**SELECTED EXTRACT**
□ □ □
Sunday, July 4, 2010

The Dreaded....Exercise.

Ok, so I've decided to start trying to get in the habit of changing things before I go in for my surgery. Tonight I walked 2.25 miles. It took me about 50 min, so I'm definitely no where near 5k status like some of you guys.

I tried to jog for a small portion of the walk, but that didn't work very well either lol. I've never been able to jog, and I don't think I'll ever be able to jog. We'll see.

I drank water today! I've been wrestling with putting this out there for a while, but I haven't actually consistently drunk water for the last 4 years. lol maybe that's part of my weight problem? I just hate the taste of it. Ugh. Thinking about it now, I don't really think that's part of my weight problem because in middle school I'd drink half my weight in ounces of water per day and that didn't help me lose weight at all. Just one of the many diets that I've tried over the years.

oh well.

What I need:
1. A good sports bra
2. Better workout shoes
3. Do socks play a part in this? I dunno, but maybe I need more of those as well

Friday, July 2, 2010

Rude bariatric doctors - weight loss surgery

I went to talk to my surgeon about getting a band to sleeve revision, and he was so rude to me. I don't think I've every had anyone be that rude to me before.
□ □ □
**PROBLEMS AND TASKS**
a) In the weight-loss blog, how far did the writer walk on Sunday night, and how long did it take?
b) Please carry the weight-loss blog forward from its last sentence.
The data has no role in this exercise.

**STORED DATA**
□ □ □
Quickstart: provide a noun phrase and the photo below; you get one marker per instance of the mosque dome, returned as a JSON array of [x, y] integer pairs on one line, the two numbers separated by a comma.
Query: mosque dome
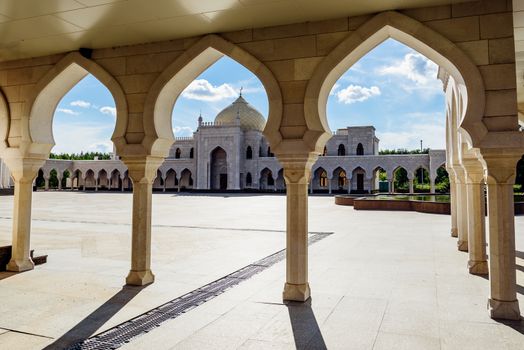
[[250, 118]]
□ □ □
**EXERCISE RESPONSES**
a) 2.25 miles, in about 50 minutes.

b)
This is why I don't like going to doctors in the first place. I went into the office, and he pretty much told me that the reason I gained all my weight back was all my fault. I cried so much as soon as I got out of there this afternoon. When he walked in and said hi, the first thing he said was, "Ok, you're back at your starting weight. Now, why do you think that is? Do you think it's because you haven't been following the diet at all? Do you eat ice cream and chips everyday?" I was floored. I had always thought of him as a nice person, but this was the rudest thing I've ever hear from ANYONE I've ever discussed my weight with. After that, he said he'd give me the revision, but then he said, "you know, I'm giving you this revision because the band doesn't really work for some people, and you're one of them, but if you keep stress eating you're not going to lose weight. Eating a whole bag of potato chips when you don't feel good is going to kill you." If that wasn't enough, he also said, "You have to look at what you're eating when you have bariatric surgery, you can't just eat everything you see."

I WAS SO ANGRY. Like, WHAT THE F**K. WHAT DO YOU THINK I'VE BEEN DOING FOR THE LAST F**KING YEAR AND A HALF?? JUST SITTING ON MY A** EATING ALL DAY? Ugh, I was so angry, and I still am. He made me feel so small - not the good kind, the ashamed kind. And why? I've done everything right for the last year and a half with this band and I'm RIGHT BACK WHERE I WAS. That's not MY fault, that's the BAND. I said something about stress eating ONE TIME about 6 months ago when I was taking finals (I'm still in college) and now he's throwing it back in my face?? WTF. I was SEETHING when I walked out.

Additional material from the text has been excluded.